ASSIGNMENT.
Starting at the line containing "the cat's front" and ending at the line containing "target | striped tabby cat", print every line of the material below exactly, both ends included, and stop there.
___
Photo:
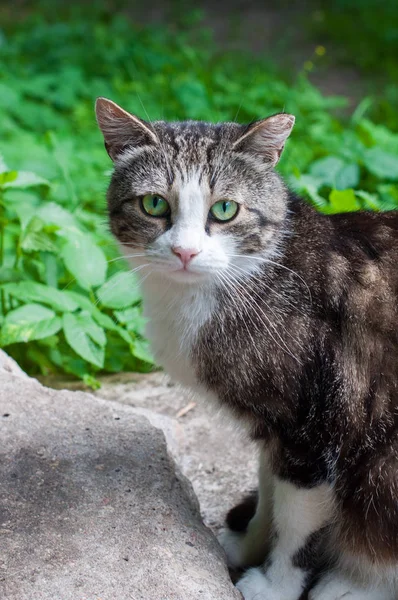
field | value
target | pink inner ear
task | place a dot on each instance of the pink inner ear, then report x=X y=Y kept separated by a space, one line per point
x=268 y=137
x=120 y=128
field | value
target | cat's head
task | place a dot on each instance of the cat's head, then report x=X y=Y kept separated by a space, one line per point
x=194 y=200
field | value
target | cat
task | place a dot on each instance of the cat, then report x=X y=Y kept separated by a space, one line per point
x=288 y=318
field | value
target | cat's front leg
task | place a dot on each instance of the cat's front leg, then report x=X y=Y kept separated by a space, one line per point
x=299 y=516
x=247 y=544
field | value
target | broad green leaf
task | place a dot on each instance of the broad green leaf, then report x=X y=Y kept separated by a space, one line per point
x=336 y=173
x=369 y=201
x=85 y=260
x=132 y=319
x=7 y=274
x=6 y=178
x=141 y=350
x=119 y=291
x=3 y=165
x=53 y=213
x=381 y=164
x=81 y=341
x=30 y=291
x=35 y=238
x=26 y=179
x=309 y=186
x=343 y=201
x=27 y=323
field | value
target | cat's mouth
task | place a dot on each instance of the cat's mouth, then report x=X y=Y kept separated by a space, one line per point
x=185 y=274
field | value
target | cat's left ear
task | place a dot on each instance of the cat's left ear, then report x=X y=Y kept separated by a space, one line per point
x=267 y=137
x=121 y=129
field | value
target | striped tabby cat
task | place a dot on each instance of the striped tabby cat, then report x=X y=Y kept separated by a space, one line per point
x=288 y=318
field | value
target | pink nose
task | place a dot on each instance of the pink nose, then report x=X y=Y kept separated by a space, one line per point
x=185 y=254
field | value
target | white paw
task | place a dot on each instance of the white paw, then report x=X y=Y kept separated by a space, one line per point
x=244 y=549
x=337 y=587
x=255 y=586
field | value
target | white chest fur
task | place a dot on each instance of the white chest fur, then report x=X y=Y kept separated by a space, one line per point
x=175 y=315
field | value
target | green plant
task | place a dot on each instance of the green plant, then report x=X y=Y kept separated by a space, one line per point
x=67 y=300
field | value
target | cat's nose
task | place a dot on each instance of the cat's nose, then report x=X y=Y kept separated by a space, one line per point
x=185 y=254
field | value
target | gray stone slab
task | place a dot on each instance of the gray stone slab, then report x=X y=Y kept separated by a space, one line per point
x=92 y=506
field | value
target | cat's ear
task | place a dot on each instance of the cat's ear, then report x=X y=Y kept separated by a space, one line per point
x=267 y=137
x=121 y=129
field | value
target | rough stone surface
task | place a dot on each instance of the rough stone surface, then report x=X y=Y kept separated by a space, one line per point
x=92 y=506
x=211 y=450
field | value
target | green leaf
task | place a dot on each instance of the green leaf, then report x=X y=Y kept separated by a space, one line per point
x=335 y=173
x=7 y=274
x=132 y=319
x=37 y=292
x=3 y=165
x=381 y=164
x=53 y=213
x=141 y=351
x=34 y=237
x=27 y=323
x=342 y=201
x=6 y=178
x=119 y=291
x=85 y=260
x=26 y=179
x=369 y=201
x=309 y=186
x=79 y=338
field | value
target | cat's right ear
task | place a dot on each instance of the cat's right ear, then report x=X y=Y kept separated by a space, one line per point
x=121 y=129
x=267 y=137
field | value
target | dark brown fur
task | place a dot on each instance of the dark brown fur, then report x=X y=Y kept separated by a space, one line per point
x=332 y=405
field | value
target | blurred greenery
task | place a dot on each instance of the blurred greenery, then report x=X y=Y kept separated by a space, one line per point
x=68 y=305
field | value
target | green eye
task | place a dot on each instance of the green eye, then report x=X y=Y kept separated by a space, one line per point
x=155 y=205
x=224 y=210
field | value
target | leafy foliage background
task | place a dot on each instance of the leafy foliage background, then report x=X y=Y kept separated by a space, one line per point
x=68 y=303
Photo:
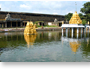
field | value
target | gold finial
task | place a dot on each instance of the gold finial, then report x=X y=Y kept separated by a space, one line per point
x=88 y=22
___
ANSWER TO THIS EXERCISE.
task | place a dot on each instance of the cat's front leg, then report x=X y=Y kept separated by a space, one line per point
x=299 y=516
x=247 y=544
field | value
target | broad green leaf
task | place a dot on each instance of the broad green leaf, then report x=X y=Y kept separated by a space, one line per point
x=336 y=173
x=369 y=201
x=85 y=260
x=132 y=319
x=7 y=274
x=6 y=178
x=141 y=350
x=119 y=291
x=3 y=165
x=53 y=213
x=381 y=164
x=81 y=341
x=30 y=291
x=35 y=238
x=26 y=179
x=309 y=186
x=343 y=201
x=27 y=323
field | value
target | cat's mouth
task | place a dot on each instance of the cat's mouth, then report x=X y=Y kept separated by a space, one line per point
x=185 y=274
field | value
target | cat's left ear
task | place a dot on each instance of the cat's left ear, then report x=X y=Y kept separated by a space, one line per point
x=267 y=137
x=121 y=129
field | value
target | striped tabby cat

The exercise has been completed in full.